▶ [Records shown]:
===

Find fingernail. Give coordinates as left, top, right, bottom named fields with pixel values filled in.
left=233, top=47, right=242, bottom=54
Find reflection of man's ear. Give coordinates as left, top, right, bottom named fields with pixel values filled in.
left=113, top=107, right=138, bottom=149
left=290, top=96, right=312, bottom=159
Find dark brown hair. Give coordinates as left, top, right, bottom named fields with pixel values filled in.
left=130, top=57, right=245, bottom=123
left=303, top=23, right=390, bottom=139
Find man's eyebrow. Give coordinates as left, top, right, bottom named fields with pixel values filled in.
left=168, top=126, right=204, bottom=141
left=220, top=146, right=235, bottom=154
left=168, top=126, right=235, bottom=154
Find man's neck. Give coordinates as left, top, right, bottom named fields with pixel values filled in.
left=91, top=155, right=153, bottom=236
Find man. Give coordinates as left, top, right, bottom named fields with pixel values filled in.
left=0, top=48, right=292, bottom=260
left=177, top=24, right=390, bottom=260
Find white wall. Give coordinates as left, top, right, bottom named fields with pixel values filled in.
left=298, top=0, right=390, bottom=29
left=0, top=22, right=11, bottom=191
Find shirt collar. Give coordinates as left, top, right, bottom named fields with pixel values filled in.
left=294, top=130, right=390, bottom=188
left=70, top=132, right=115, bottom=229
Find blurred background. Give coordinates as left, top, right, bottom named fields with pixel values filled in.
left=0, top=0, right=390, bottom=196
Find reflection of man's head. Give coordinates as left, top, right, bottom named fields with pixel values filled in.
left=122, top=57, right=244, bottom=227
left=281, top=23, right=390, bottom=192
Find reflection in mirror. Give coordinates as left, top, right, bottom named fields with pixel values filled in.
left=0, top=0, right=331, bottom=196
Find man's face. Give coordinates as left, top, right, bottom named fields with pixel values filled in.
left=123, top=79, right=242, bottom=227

===

▶ [Given request]: Print every item above again, word for word and in the same order.

▶ [Solution to this exercise]:
Find fingernail. Give coordinates as left, top, right, bottom named fields with pixel values filled in.
left=233, top=47, right=242, bottom=54
Find reflection of man's ear. Give coordinates as left, top, right, bottom named fields with pixel values filled in.
left=113, top=107, right=138, bottom=149
left=290, top=96, right=312, bottom=159
Find dark brown hair. Give coordinates as left, top, right, bottom named fields with pixel values filled in.
left=130, top=57, right=245, bottom=123
left=303, top=23, right=390, bottom=139
Find man's eyebrow. Give coordinates as left, top, right, bottom named fields with pixel values filled in.
left=168, top=126, right=204, bottom=141
left=220, top=146, right=235, bottom=154
left=168, top=126, right=235, bottom=154
Find man's neck. Give coordinates as left, top, right, bottom named fields with pixel values filled in.
left=91, top=155, right=153, bottom=236
Find man. Give coordinates as left, top, right, bottom named fields with pixel values filled in.
left=0, top=48, right=292, bottom=260
left=177, top=24, right=390, bottom=260
Find white wall. Give coordinates as left, top, right, bottom named fields with pixel values filled in.
left=298, top=0, right=390, bottom=29
left=0, top=22, right=11, bottom=191
Find shirt collar. Give coordinates as left, top, right, bottom named fields with pixel values filled in.
left=294, top=130, right=390, bottom=188
left=70, top=132, right=115, bottom=229
Find blurred background. Give coordinates as left, top, right, bottom named fields with pixel values filled in.
left=0, top=0, right=390, bottom=196
Find reflection of man's head. Give coordinates as left, top, right, bottom named fields with pixel values filled in.
left=122, top=57, right=244, bottom=227
left=281, top=23, right=390, bottom=192
Find reflection in mirror. Give coordinates as left, top, right, bottom named fields with pixel values filled in.
left=0, top=0, right=331, bottom=196
Find man's face. Give coordinates as left, top, right, bottom named fields with pixel values filled in.
left=123, top=79, right=242, bottom=227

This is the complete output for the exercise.